--- WORK INSTRUCTIONS ---
Each time a line of the listing holds "gravel", copy that line.

--- INPUT DATA ---

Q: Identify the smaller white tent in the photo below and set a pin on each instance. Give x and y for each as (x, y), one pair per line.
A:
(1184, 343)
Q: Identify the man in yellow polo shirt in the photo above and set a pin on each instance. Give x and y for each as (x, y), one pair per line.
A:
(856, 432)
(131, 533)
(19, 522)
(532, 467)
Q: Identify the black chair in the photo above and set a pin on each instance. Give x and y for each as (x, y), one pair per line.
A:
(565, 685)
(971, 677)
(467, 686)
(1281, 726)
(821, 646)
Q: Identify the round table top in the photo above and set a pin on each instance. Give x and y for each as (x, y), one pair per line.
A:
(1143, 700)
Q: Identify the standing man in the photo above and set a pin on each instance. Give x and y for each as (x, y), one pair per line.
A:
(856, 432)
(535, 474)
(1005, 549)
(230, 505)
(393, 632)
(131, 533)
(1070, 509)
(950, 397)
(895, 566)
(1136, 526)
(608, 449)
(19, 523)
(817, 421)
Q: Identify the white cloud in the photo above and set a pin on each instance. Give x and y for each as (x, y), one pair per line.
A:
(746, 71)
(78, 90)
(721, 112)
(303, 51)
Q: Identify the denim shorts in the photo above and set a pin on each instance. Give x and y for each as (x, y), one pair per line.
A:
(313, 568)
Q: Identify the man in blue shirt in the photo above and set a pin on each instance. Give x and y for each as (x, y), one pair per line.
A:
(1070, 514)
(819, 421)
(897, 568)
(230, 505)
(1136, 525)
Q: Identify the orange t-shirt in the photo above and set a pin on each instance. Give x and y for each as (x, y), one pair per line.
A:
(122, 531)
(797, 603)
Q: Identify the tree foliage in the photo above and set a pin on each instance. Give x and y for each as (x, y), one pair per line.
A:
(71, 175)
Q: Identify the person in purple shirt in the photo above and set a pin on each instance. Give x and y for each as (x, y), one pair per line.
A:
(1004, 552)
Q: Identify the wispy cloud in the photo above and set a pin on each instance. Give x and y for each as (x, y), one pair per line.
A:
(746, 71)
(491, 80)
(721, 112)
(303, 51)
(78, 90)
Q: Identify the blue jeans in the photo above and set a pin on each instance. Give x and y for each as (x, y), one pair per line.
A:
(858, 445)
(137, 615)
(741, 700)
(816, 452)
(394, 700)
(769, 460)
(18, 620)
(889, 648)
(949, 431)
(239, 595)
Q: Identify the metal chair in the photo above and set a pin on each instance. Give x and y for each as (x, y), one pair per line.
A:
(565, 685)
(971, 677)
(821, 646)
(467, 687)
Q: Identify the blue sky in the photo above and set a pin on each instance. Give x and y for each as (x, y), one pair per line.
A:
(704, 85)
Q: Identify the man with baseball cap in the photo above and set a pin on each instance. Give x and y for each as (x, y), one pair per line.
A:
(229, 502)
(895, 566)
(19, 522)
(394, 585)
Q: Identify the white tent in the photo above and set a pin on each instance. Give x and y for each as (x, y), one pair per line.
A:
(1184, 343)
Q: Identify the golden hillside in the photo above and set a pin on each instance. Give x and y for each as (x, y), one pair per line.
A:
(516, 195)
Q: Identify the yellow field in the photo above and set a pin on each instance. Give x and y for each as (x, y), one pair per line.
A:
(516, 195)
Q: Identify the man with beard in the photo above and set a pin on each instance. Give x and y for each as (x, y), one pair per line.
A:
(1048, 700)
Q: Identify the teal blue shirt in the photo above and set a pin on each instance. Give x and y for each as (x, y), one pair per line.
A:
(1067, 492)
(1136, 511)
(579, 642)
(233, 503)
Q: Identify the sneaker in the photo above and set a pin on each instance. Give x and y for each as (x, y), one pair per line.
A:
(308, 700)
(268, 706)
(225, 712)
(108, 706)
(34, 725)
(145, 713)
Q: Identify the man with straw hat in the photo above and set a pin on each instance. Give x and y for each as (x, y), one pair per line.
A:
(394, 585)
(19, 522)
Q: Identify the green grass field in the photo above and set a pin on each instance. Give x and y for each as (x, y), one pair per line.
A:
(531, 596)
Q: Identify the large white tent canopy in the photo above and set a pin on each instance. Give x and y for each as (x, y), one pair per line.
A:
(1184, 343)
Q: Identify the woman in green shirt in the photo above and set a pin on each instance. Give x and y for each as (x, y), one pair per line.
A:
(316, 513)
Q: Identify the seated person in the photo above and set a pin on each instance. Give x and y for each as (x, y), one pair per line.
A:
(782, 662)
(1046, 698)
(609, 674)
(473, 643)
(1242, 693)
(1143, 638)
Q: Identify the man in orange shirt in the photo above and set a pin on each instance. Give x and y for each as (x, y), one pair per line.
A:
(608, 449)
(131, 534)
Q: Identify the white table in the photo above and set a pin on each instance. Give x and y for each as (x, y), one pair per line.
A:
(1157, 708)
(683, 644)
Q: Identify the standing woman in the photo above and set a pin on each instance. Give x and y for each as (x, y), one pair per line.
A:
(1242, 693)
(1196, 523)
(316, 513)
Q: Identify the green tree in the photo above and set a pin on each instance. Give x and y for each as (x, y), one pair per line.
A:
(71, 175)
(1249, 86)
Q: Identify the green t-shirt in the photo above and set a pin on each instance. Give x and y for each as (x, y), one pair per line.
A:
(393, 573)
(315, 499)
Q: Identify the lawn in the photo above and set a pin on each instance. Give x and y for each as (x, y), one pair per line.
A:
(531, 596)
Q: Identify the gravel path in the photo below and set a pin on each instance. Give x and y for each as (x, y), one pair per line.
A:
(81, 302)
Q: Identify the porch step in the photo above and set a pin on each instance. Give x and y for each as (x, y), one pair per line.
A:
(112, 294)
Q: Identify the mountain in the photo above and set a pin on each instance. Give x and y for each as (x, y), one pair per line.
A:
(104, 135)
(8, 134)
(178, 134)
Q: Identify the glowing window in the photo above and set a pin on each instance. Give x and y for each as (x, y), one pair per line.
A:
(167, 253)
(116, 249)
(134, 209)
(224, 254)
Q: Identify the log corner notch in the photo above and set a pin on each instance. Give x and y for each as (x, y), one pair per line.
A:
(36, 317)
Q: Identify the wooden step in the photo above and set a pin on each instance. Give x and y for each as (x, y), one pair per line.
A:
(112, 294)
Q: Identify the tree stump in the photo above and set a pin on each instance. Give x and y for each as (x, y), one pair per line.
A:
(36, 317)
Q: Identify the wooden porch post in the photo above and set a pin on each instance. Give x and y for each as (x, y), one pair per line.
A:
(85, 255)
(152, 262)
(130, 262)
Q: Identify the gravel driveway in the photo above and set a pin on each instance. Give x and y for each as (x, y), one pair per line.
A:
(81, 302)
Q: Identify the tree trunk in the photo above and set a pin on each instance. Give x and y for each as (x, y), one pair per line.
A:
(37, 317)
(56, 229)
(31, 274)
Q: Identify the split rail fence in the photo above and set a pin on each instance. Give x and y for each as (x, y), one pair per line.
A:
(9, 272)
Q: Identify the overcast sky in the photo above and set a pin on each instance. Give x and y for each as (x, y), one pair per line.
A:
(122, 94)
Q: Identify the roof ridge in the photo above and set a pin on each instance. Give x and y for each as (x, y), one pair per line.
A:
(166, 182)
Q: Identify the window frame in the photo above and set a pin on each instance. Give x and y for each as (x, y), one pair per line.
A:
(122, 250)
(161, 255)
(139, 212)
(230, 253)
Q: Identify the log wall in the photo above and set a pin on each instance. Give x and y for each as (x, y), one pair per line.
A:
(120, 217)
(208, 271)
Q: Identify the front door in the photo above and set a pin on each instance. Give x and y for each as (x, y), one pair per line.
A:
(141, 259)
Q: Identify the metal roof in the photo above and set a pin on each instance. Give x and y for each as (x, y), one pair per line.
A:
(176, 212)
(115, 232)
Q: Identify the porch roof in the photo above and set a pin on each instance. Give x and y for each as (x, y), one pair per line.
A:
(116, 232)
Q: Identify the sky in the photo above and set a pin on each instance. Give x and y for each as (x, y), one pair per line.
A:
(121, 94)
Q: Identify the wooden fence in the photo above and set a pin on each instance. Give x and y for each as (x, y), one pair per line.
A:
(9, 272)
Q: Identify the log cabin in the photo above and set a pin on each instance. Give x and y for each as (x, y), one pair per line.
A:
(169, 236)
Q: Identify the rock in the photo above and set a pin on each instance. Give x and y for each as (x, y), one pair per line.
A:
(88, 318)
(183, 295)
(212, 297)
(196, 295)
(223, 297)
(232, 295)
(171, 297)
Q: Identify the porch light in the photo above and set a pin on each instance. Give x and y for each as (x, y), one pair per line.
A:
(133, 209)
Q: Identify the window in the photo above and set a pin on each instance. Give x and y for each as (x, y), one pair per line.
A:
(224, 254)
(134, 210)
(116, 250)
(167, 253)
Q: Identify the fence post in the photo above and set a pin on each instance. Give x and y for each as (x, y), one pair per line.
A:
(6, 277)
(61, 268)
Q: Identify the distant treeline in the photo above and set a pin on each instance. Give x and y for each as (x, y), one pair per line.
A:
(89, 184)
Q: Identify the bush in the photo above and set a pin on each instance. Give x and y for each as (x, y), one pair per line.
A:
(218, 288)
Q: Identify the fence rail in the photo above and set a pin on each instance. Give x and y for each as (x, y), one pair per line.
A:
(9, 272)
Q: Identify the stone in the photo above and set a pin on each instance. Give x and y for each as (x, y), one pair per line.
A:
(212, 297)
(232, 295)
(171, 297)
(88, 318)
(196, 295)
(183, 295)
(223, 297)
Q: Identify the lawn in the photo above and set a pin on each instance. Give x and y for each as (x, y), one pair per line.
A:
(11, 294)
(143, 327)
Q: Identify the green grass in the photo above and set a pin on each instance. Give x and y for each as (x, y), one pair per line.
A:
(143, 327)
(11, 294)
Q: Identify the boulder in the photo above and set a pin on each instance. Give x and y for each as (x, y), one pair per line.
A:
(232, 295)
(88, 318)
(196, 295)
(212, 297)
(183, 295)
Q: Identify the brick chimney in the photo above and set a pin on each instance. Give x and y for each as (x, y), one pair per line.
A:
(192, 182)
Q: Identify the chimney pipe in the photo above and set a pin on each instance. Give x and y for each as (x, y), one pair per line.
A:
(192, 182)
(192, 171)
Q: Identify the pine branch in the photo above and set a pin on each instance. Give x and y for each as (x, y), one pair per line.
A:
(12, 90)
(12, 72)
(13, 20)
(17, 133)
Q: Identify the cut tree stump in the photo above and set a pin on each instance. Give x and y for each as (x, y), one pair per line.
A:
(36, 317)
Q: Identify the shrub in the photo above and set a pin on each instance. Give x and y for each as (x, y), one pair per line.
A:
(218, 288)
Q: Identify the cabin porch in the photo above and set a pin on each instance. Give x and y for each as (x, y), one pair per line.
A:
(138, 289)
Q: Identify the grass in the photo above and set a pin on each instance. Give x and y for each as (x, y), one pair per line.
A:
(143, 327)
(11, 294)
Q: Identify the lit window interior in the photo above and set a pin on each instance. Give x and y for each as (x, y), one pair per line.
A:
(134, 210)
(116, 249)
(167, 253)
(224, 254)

--- OUTPUT FOR THIS EXERCISE ---
Q: Identify the gravel path in the photo below and set a pin on each instance. Give x and y for each as (x, y), one pair per line.
Q: Identify the gravel driveway in the photo above and set a pin on each instance. Give x and y for each as (x, y), one pair per line.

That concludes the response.